DESPITE the Federal Government’s using a crude oil price benchmark of N38 for its 2016 proposed budget, an economic crisis looms. This is because by yesterday, the oil price continued to plummet, falling below $37 per barrel and international Brent crashing to below $40 for the first time since early 2009. The prices may fall further.

Lamenting the crash in oil price, Asset Management Company of Nigeria (AMCON) said the decline had far-reaching implications in its efforts to meet obligations

Besides, about N500 billion has been earmarked for social welfare intervention programmes in next year’s fiscal plan. Potential beneficiaries of the welfare programme, however, would have to present evidence of children’s enrolment in school and of immunisation.

Already, global stock markets fell sharply yesterday as oil prices remained significantly low as the Organisation of Petroleum Exporting Countries (OPEC) decided to leave production unchanged.

Economic experts, who spoke with The Guardian yesterday, believed that the government had come to terms with the reality of the plummeting crude oil prices and had decided to align with its resources in the 2016 budget proposal.
Speaking with The Guardian yesterday, Director, Centre for Petroleum Energy Economics and Law, University of Ibadan, Prof. Adeola Adenikinju, said that the $38 per barrel was realistic, describing it as a conservative approach by the government.

According to him: “It will encourage the government to cut its coat according to its cloth. However, if the government experiences an upside in the global price of oil, then it can always submit a supplementary appropriation bill to the National Assembly.”

The Managing Director of AMCON, Ahmed Kuru, who noted that it had about N5.6 trillion debt to honour in the next 10 years, said falling oil prices reduced government’s ability to meet its own commitment.

“The price of crude oil below $40 per barrel impacts the government’s ability to honor its obligations to those that are owing us. The impairment of oil assets we took over is another problem. Real-estate assets are challenged as the economy is going down.

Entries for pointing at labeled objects
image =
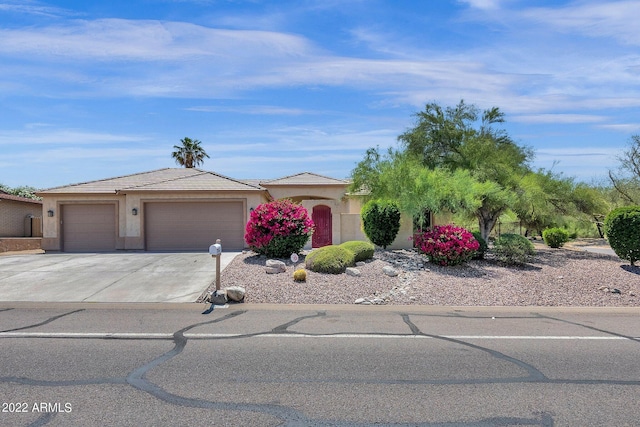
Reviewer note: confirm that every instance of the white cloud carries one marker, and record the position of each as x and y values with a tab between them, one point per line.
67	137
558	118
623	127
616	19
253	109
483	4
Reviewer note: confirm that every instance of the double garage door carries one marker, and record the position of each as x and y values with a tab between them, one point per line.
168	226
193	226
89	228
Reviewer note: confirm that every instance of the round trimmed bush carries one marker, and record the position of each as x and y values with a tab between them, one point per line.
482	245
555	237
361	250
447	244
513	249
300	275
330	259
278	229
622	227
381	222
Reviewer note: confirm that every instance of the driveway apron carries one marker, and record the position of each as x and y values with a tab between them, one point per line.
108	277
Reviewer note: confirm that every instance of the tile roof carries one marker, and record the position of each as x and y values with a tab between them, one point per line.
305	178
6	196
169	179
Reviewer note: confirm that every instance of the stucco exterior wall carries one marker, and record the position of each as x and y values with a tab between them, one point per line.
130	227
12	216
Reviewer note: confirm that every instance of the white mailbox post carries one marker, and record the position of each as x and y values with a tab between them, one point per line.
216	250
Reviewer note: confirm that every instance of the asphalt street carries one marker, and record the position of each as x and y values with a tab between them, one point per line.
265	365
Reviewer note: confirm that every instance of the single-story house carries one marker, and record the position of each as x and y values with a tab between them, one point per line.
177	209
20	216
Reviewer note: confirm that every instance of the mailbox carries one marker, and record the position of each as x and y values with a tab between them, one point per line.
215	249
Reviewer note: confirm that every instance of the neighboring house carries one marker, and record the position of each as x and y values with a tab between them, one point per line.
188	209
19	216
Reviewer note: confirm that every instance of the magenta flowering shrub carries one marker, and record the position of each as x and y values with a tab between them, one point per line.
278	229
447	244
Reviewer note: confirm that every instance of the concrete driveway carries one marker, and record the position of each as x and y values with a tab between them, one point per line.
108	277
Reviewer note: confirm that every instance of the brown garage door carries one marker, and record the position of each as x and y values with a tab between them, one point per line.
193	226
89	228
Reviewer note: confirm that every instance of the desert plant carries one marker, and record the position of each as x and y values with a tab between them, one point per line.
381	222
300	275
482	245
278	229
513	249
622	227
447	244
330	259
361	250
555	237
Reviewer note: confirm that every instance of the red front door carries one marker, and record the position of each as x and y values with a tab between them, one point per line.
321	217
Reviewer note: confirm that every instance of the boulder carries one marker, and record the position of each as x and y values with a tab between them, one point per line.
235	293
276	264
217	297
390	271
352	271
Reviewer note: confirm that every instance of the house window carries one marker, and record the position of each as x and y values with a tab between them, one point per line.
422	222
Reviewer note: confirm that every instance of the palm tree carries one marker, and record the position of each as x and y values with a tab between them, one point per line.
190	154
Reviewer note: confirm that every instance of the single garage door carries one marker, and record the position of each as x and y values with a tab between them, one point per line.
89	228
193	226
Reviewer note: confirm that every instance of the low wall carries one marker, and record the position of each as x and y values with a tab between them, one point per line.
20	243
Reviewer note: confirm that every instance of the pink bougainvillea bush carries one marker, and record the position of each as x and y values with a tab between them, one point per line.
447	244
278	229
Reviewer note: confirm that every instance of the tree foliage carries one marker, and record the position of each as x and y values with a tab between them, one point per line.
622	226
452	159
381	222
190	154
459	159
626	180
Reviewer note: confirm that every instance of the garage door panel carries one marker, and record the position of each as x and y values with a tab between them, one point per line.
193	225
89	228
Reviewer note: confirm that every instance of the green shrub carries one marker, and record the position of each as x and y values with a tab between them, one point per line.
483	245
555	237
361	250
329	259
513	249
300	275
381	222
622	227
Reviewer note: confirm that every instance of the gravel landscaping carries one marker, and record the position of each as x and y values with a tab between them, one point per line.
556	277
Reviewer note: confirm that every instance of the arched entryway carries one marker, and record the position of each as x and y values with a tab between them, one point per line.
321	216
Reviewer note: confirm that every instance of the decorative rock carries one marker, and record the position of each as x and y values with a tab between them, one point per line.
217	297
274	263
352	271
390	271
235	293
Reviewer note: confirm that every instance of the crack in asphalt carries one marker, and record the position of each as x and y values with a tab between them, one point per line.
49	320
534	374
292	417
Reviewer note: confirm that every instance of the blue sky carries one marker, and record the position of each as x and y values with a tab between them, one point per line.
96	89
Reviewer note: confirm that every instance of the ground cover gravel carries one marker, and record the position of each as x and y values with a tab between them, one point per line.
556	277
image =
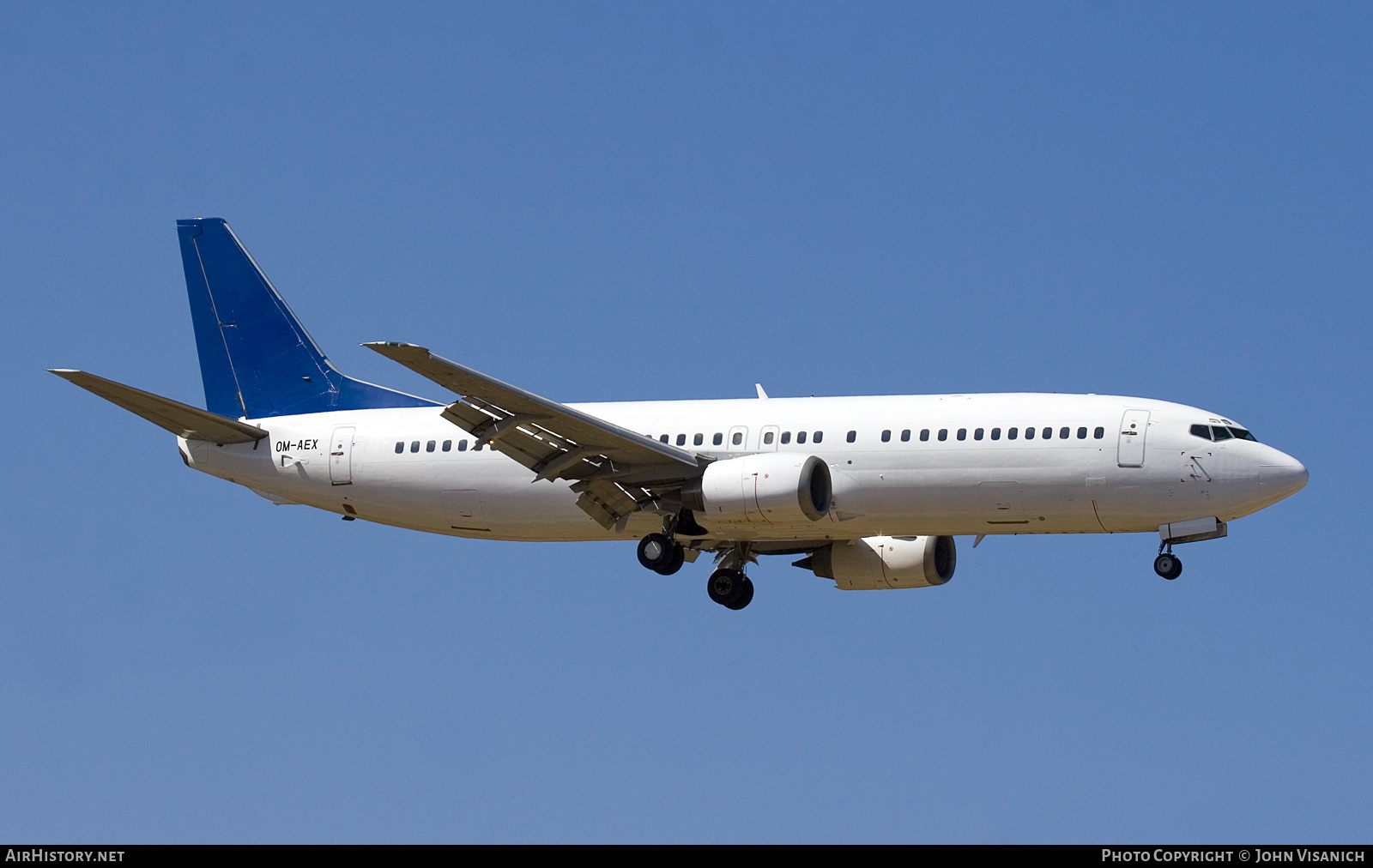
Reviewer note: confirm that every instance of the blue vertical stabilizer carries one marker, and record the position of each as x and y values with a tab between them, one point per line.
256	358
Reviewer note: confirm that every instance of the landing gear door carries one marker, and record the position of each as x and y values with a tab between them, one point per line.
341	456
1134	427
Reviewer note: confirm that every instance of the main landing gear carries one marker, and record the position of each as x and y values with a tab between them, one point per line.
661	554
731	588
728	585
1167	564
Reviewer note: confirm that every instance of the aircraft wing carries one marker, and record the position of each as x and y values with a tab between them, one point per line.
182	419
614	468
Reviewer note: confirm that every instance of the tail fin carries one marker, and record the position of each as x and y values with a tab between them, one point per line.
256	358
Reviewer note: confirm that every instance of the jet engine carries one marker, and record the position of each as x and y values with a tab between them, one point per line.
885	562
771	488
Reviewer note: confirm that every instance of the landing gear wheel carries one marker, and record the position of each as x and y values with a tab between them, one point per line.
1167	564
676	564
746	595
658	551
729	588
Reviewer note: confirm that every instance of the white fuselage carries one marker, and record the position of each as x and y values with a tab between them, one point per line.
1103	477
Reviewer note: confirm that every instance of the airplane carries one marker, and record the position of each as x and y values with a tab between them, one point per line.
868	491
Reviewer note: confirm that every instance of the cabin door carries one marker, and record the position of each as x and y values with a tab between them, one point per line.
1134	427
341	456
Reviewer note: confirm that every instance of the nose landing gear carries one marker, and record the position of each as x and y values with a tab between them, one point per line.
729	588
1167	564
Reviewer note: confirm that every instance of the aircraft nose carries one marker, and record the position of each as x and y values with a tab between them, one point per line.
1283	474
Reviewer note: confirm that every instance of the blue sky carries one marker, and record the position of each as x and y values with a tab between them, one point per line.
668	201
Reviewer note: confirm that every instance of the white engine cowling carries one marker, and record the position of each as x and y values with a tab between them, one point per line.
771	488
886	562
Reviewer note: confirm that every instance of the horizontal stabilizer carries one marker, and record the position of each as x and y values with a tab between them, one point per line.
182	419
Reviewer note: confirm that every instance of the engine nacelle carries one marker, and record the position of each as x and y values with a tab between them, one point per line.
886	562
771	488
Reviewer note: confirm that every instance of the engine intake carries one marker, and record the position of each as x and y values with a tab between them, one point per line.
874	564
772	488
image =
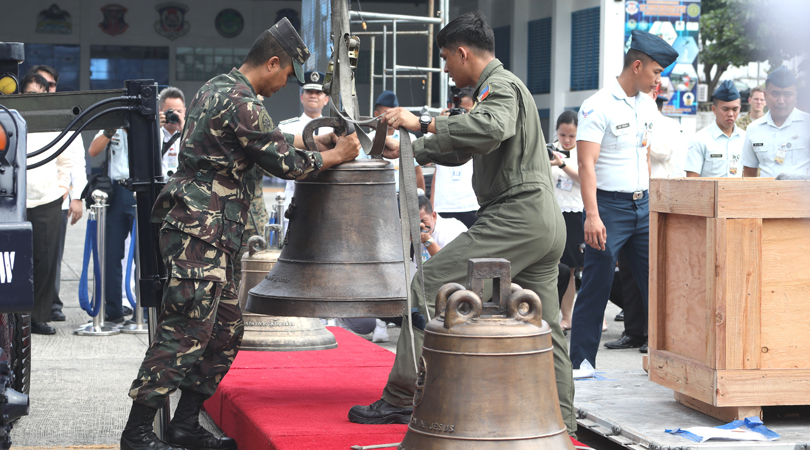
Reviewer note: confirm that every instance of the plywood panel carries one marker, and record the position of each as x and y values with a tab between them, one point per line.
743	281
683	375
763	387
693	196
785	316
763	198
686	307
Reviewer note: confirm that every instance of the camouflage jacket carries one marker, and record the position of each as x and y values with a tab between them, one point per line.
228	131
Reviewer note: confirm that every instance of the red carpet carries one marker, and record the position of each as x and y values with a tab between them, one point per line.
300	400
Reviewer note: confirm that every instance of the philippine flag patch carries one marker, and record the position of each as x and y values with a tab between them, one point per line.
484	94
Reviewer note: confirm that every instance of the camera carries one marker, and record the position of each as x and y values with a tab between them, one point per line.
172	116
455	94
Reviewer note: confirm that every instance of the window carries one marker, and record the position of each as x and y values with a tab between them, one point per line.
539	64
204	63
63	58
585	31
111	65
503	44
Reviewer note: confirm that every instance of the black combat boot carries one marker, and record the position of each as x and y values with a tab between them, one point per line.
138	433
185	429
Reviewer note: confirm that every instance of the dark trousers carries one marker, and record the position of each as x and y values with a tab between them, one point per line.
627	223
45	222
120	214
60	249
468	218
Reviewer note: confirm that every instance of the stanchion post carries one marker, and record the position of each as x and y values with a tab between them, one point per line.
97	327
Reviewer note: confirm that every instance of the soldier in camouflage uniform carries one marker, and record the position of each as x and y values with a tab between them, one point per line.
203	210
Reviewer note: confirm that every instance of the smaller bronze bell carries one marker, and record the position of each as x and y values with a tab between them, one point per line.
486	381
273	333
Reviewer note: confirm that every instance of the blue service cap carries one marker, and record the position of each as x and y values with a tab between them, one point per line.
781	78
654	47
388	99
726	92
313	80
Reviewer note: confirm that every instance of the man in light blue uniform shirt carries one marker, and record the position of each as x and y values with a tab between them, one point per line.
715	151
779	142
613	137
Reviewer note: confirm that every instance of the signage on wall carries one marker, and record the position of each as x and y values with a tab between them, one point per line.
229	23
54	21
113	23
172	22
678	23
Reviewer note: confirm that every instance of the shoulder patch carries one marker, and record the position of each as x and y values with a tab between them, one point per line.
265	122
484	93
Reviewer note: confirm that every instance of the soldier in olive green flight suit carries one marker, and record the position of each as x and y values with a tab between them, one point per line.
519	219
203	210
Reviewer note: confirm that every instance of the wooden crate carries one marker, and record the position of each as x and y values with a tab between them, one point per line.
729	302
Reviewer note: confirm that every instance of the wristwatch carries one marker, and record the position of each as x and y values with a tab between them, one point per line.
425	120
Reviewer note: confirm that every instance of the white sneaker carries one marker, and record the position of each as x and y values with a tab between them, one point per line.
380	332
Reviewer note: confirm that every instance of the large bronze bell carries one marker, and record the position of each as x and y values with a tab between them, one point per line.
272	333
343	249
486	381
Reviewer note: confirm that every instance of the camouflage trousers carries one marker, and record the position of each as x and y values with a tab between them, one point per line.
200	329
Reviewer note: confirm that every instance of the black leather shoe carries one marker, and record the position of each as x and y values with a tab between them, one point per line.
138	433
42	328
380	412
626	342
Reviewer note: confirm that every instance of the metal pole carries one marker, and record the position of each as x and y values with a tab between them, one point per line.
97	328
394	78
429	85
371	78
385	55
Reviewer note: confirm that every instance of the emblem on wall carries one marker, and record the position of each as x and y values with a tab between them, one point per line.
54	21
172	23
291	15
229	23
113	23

#### EXERCISE PROMPT
Reproduce the passage of the oil price article from "Economic experts, who" up to and including "2016 budget proposal.", word for word. None of these entries are needed for the work here.

#### EXERCISE RESULT
Economic experts, who spoke with The Guardian yesterday, believed that the government had come to terms with the reality of the plummeting crude oil prices and had decided to align with its resources in the 2016 budget proposal.